EXERCISE:
Using the data below, output the first line and every line after it up to and including the line containing "point: lamp shade", exactly as written and with nothing added.

---

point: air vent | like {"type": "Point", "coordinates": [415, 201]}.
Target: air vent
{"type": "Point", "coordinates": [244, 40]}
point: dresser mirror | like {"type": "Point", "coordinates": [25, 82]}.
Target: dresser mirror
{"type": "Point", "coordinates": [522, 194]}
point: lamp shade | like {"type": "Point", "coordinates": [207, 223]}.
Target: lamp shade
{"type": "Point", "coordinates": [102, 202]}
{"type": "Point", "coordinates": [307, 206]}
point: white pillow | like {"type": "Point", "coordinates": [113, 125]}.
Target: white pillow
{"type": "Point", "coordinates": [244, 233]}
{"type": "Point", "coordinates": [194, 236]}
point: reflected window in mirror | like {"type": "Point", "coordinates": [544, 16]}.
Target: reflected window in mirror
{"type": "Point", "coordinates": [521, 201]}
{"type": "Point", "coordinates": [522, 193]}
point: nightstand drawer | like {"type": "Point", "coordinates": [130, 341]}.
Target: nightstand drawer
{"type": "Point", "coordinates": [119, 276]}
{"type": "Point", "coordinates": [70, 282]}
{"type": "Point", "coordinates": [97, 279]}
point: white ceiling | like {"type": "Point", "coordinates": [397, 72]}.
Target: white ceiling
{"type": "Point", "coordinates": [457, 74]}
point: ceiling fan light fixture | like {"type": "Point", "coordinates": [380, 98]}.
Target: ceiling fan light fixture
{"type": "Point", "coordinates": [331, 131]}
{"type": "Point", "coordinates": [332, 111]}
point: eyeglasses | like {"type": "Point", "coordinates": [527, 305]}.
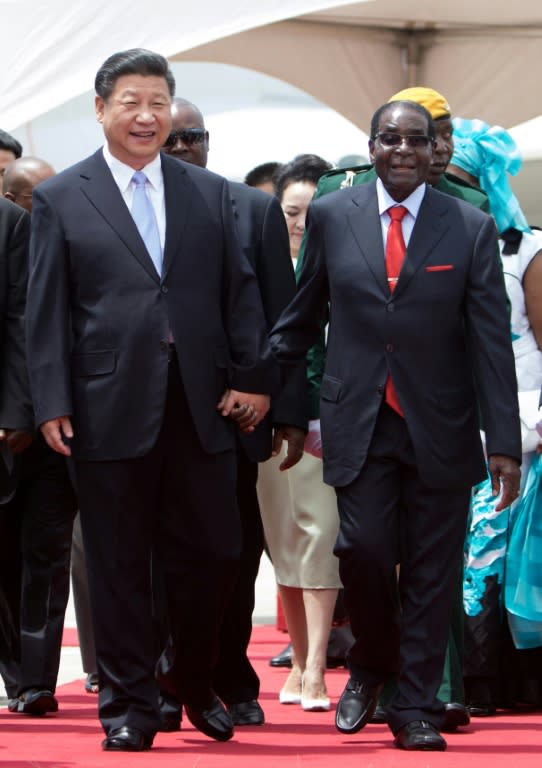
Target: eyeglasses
{"type": "Point", "coordinates": [413, 141]}
{"type": "Point", "coordinates": [189, 137]}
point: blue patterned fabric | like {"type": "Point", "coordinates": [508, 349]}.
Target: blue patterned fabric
{"type": "Point", "coordinates": [485, 548]}
{"type": "Point", "coordinates": [489, 153]}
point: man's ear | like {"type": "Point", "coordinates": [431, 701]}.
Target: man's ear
{"type": "Point", "coordinates": [99, 106]}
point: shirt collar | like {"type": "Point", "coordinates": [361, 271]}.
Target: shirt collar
{"type": "Point", "coordinates": [123, 173]}
{"type": "Point", "coordinates": [411, 203]}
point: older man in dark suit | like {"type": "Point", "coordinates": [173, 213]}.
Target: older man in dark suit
{"type": "Point", "coordinates": [16, 422]}
{"type": "Point", "coordinates": [418, 335]}
{"type": "Point", "coordinates": [264, 238]}
{"type": "Point", "coordinates": [145, 330]}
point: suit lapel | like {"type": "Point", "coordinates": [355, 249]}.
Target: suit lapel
{"type": "Point", "coordinates": [100, 188]}
{"type": "Point", "coordinates": [428, 230]}
{"type": "Point", "coordinates": [364, 221]}
{"type": "Point", "coordinates": [179, 196]}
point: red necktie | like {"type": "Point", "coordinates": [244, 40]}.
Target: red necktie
{"type": "Point", "coordinates": [395, 255]}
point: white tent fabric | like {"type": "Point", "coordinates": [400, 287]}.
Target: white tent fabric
{"type": "Point", "coordinates": [51, 49]}
{"type": "Point", "coordinates": [485, 56]}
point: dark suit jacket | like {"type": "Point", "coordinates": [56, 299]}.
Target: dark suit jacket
{"type": "Point", "coordinates": [15, 401]}
{"type": "Point", "coordinates": [442, 333]}
{"type": "Point", "coordinates": [264, 238]}
{"type": "Point", "coordinates": [99, 314]}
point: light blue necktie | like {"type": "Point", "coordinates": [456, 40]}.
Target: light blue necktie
{"type": "Point", "coordinates": [145, 219]}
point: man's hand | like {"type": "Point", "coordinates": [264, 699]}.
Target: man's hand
{"type": "Point", "coordinates": [505, 474]}
{"type": "Point", "coordinates": [16, 439]}
{"type": "Point", "coordinates": [54, 431]}
{"type": "Point", "coordinates": [243, 407]}
{"type": "Point", "coordinates": [295, 437]}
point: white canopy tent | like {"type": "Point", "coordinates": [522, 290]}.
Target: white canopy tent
{"type": "Point", "coordinates": [484, 56]}
{"type": "Point", "coordinates": [51, 49]}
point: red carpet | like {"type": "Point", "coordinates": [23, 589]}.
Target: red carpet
{"type": "Point", "coordinates": [290, 737]}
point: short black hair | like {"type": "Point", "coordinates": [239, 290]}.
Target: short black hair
{"type": "Point", "coordinates": [136, 61]}
{"type": "Point", "coordinates": [301, 168]}
{"type": "Point", "coordinates": [262, 173]}
{"type": "Point", "coordinates": [405, 103]}
{"type": "Point", "coordinates": [10, 144]}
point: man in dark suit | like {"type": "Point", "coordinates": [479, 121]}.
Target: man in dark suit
{"type": "Point", "coordinates": [40, 525]}
{"type": "Point", "coordinates": [145, 331]}
{"type": "Point", "coordinates": [16, 421]}
{"type": "Point", "coordinates": [264, 238]}
{"type": "Point", "coordinates": [412, 347]}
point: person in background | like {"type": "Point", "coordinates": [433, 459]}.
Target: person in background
{"type": "Point", "coordinates": [263, 177]}
{"type": "Point", "coordinates": [10, 150]}
{"type": "Point", "coordinates": [21, 176]}
{"type": "Point", "coordinates": [44, 506]}
{"type": "Point", "coordinates": [299, 512]}
{"type": "Point", "coordinates": [500, 670]}
{"type": "Point", "coordinates": [418, 337]}
{"type": "Point", "coordinates": [141, 345]}
{"type": "Point", "coordinates": [264, 239]}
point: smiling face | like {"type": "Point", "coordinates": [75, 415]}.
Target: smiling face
{"type": "Point", "coordinates": [401, 168]}
{"type": "Point", "coordinates": [136, 118]}
{"type": "Point", "coordinates": [294, 203]}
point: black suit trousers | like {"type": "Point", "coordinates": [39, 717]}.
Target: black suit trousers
{"type": "Point", "coordinates": [234, 678]}
{"type": "Point", "coordinates": [389, 515]}
{"type": "Point", "coordinates": [177, 502]}
{"type": "Point", "coordinates": [36, 537]}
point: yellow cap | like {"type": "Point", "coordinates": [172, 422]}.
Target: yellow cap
{"type": "Point", "coordinates": [433, 101]}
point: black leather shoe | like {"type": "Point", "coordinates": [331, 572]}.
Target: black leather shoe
{"type": "Point", "coordinates": [380, 716]}
{"type": "Point", "coordinates": [456, 716]}
{"type": "Point", "coordinates": [246, 713]}
{"type": "Point", "coordinates": [481, 709]}
{"type": "Point", "coordinates": [126, 739]}
{"type": "Point", "coordinates": [282, 659]}
{"type": "Point", "coordinates": [213, 721]}
{"type": "Point", "coordinates": [35, 702]}
{"type": "Point", "coordinates": [419, 734]}
{"type": "Point", "coordinates": [356, 706]}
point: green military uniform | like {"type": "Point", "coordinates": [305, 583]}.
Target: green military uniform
{"type": "Point", "coordinates": [451, 689]}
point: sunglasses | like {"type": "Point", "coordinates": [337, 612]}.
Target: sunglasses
{"type": "Point", "coordinates": [413, 141]}
{"type": "Point", "coordinates": [189, 137]}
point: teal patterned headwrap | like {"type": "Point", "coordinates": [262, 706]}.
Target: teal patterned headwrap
{"type": "Point", "coordinates": [489, 153]}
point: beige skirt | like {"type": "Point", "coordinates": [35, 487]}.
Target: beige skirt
{"type": "Point", "coordinates": [301, 522]}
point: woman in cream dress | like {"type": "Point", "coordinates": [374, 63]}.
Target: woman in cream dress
{"type": "Point", "coordinates": [299, 511]}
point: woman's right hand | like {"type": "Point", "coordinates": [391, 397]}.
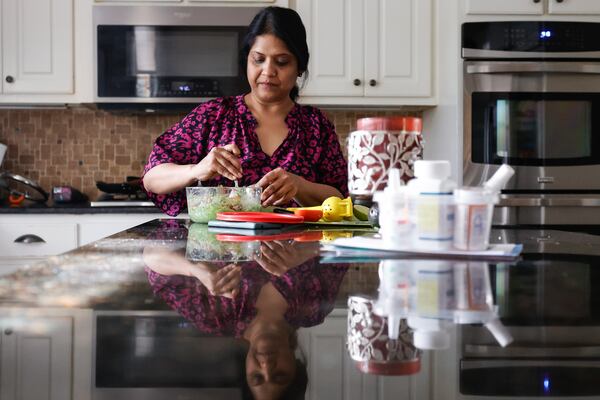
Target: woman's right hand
{"type": "Point", "coordinates": [219, 280]}
{"type": "Point", "coordinates": [224, 161]}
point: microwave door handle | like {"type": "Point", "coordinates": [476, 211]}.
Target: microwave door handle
{"type": "Point", "coordinates": [531, 67]}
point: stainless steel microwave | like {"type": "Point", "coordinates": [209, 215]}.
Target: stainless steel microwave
{"type": "Point", "coordinates": [168, 54]}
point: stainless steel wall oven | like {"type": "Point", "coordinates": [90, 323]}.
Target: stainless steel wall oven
{"type": "Point", "coordinates": [532, 100]}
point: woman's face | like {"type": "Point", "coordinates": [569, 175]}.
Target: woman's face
{"type": "Point", "coordinates": [272, 69]}
{"type": "Point", "coordinates": [270, 365]}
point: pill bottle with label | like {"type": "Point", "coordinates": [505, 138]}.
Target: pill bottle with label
{"type": "Point", "coordinates": [431, 205]}
{"type": "Point", "coordinates": [393, 211]}
{"type": "Point", "coordinates": [474, 207]}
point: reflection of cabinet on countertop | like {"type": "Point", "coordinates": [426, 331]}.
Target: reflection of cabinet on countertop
{"type": "Point", "coordinates": [45, 354]}
{"type": "Point", "coordinates": [26, 238]}
{"type": "Point", "coordinates": [369, 52]}
{"type": "Point", "coordinates": [533, 7]}
{"type": "Point", "coordinates": [325, 349]}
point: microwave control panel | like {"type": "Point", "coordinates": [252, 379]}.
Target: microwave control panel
{"type": "Point", "coordinates": [532, 36]}
{"type": "Point", "coordinates": [204, 88]}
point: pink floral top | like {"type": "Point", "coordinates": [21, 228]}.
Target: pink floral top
{"type": "Point", "coordinates": [311, 148]}
{"type": "Point", "coordinates": [310, 290]}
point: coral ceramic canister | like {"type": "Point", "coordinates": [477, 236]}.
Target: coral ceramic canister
{"type": "Point", "coordinates": [378, 145]}
{"type": "Point", "coordinates": [369, 345]}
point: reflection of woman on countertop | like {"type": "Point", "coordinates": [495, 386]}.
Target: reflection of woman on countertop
{"type": "Point", "coordinates": [263, 137]}
{"type": "Point", "coordinates": [252, 304]}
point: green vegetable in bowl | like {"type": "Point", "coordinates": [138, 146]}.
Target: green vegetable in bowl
{"type": "Point", "coordinates": [204, 246]}
{"type": "Point", "coordinates": [205, 202]}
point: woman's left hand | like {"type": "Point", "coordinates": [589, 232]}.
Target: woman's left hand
{"type": "Point", "coordinates": [279, 187]}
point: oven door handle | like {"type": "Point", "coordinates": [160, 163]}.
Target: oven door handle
{"type": "Point", "coordinates": [478, 364]}
{"type": "Point", "coordinates": [509, 201]}
{"type": "Point", "coordinates": [531, 67]}
{"type": "Point", "coordinates": [475, 350]}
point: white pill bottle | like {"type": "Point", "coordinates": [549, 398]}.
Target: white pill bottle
{"type": "Point", "coordinates": [431, 205]}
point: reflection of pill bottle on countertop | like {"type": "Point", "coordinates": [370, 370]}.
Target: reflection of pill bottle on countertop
{"type": "Point", "coordinates": [431, 205]}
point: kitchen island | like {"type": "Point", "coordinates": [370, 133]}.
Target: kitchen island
{"type": "Point", "coordinates": [168, 308]}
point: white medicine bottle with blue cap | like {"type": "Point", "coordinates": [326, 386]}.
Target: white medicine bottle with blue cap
{"type": "Point", "coordinates": [431, 205]}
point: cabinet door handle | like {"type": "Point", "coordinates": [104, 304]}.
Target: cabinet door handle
{"type": "Point", "coordinates": [29, 238]}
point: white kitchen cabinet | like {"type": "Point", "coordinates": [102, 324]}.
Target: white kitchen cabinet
{"type": "Point", "coordinates": [574, 7]}
{"type": "Point", "coordinates": [36, 358]}
{"type": "Point", "coordinates": [33, 238]}
{"type": "Point", "coordinates": [92, 228]}
{"type": "Point", "coordinates": [27, 238]}
{"type": "Point", "coordinates": [282, 3]}
{"type": "Point", "coordinates": [37, 46]}
{"type": "Point", "coordinates": [369, 52]}
{"type": "Point", "coordinates": [533, 7]}
{"type": "Point", "coordinates": [331, 368]}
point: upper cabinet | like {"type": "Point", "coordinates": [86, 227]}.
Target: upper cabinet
{"type": "Point", "coordinates": [37, 47]}
{"type": "Point", "coordinates": [369, 52]}
{"type": "Point", "coordinates": [533, 7]}
{"type": "Point", "coordinates": [282, 3]}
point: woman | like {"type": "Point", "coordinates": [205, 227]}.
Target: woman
{"type": "Point", "coordinates": [263, 137]}
{"type": "Point", "coordinates": [247, 302]}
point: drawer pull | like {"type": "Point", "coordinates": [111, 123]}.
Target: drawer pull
{"type": "Point", "coordinates": [29, 238]}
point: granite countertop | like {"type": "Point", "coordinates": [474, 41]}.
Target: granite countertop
{"type": "Point", "coordinates": [540, 307]}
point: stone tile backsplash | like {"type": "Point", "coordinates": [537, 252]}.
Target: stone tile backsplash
{"type": "Point", "coordinates": [80, 146]}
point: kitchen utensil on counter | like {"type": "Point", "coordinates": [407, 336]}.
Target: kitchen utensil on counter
{"type": "Point", "coordinates": [309, 215]}
{"type": "Point", "coordinates": [377, 145]}
{"type": "Point", "coordinates": [333, 208]}
{"type": "Point", "coordinates": [259, 216]}
{"type": "Point", "coordinates": [67, 195]}
{"type": "Point", "coordinates": [18, 186]}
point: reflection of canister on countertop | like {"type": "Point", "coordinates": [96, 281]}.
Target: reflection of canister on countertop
{"type": "Point", "coordinates": [378, 145]}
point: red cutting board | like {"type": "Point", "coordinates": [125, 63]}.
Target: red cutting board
{"type": "Point", "coordinates": [258, 216]}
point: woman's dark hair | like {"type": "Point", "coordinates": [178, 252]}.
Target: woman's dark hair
{"type": "Point", "coordinates": [285, 24]}
{"type": "Point", "coordinates": [295, 391]}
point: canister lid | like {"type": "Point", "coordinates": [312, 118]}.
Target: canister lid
{"type": "Point", "coordinates": [413, 124]}
{"type": "Point", "coordinates": [380, 124]}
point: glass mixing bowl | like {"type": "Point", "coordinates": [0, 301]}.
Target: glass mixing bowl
{"type": "Point", "coordinates": [205, 202]}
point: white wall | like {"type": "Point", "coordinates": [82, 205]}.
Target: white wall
{"type": "Point", "coordinates": [442, 125]}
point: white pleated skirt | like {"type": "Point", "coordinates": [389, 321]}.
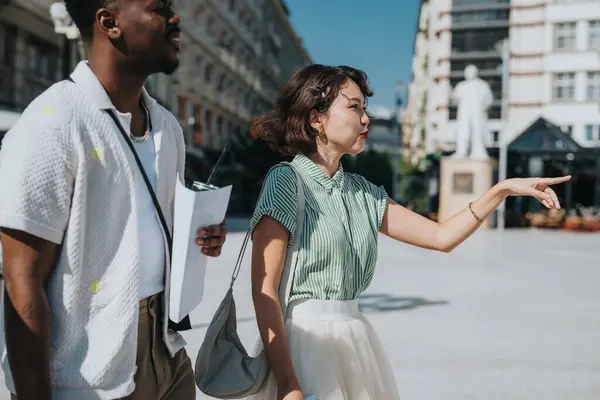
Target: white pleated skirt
{"type": "Point", "coordinates": [336, 353]}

---

OUTPUT OF THE EXERCISE:
point: air vent | like {"type": "Point", "coordinates": [415, 201]}.
Target: air vent
{"type": "Point", "coordinates": [244, 40]}
point: dresser mirror | like {"type": "Point", "coordinates": [25, 82]}.
Target: dresser mirror
{"type": "Point", "coordinates": [522, 194]}
point: lamp shade | like {"type": "Point", "coordinates": [207, 223]}.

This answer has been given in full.